Data supplied.
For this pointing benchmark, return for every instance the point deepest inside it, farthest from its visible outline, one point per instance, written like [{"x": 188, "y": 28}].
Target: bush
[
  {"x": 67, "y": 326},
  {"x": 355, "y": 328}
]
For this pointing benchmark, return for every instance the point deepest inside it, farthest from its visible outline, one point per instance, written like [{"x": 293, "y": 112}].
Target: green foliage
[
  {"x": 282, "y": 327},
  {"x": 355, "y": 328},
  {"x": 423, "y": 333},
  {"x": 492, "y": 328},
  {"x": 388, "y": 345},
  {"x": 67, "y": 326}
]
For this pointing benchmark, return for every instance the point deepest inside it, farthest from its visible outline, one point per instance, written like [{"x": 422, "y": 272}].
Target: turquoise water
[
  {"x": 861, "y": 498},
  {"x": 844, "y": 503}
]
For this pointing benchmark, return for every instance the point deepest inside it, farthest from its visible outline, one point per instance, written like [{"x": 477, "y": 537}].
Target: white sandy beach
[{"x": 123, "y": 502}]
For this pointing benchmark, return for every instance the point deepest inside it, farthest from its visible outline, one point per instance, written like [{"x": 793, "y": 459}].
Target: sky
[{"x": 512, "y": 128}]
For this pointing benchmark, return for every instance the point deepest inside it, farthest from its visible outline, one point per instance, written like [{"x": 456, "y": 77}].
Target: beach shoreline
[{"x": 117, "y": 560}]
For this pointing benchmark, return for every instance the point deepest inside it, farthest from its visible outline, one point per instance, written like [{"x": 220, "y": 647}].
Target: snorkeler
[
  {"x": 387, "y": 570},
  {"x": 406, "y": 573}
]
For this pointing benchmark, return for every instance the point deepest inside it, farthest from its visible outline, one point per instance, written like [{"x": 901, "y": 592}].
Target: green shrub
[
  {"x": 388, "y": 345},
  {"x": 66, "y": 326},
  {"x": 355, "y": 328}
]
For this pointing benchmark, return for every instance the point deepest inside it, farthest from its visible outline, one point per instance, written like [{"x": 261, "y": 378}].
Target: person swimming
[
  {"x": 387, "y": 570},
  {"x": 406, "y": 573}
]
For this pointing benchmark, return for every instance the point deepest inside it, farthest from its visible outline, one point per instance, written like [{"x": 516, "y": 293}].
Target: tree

Task to complete. Give back each line above precisely as it stands.

Written answer.
For this pointing benchmark, return for every instance the point deepest inside it, farthest from its visible outline, one point per instance, written like [{"x": 188, "y": 28}].
Target: bush
[
  {"x": 67, "y": 326},
  {"x": 355, "y": 328}
]
For this pointing benchmark, return for every instance the point deepest inside it, farthest from its visible outline, one point per instance, written like [{"x": 293, "y": 112}].
Target: green foliage
[
  {"x": 282, "y": 327},
  {"x": 355, "y": 328},
  {"x": 423, "y": 333},
  {"x": 492, "y": 328},
  {"x": 388, "y": 345},
  {"x": 67, "y": 326}
]
For this pointing benchmark, return for every instance the point deepest inside it, farthest from its visible outline, one point per instance, written like [{"x": 422, "y": 272}].
Target: turquoise water
[
  {"x": 861, "y": 498},
  {"x": 844, "y": 503}
]
For this pointing benchmark, return for every instance the point deepest inside it, farthest from its visible outline, one point per instance, written like [{"x": 477, "y": 537}].
Target: white sandy beach
[{"x": 123, "y": 502}]
For this pointing benchmark, return for every instance the point deepest inside it, farthest from its visible outline, one point per instance, written like [{"x": 793, "y": 459}].
Target: sky
[{"x": 512, "y": 128}]
For this pointing benchmark, return for every instance the point deepest inside it, farthest from its visible outline, one point per instance, written like [{"x": 456, "y": 77}].
Target: beach shoreline
[{"x": 117, "y": 560}]
For this pointing benchmark, return for every instance the point deepest inside it, farthest from its visible outline, one point per instance, written like [{"x": 220, "y": 647}].
Target: snorkeler
[
  {"x": 387, "y": 570},
  {"x": 406, "y": 573}
]
For this pointing benchmark, return for every instance the point deepest inside it, farthest from its visible outline, one point per instance, written like [{"x": 901, "y": 592}].
Target: green shrub
[
  {"x": 388, "y": 345},
  {"x": 66, "y": 326},
  {"x": 355, "y": 328}
]
For this pointing benchmark, return for every instance the point deepest inside it, farthest from its visible outline, one point per instance, written like [{"x": 261, "y": 378}].
Target: person swimming
[
  {"x": 387, "y": 570},
  {"x": 406, "y": 573}
]
For this pointing benchmark, return for every instance the point deepest inside it, farthest from its visible outline, one point per instance, written like [{"x": 516, "y": 293}].
Target: tree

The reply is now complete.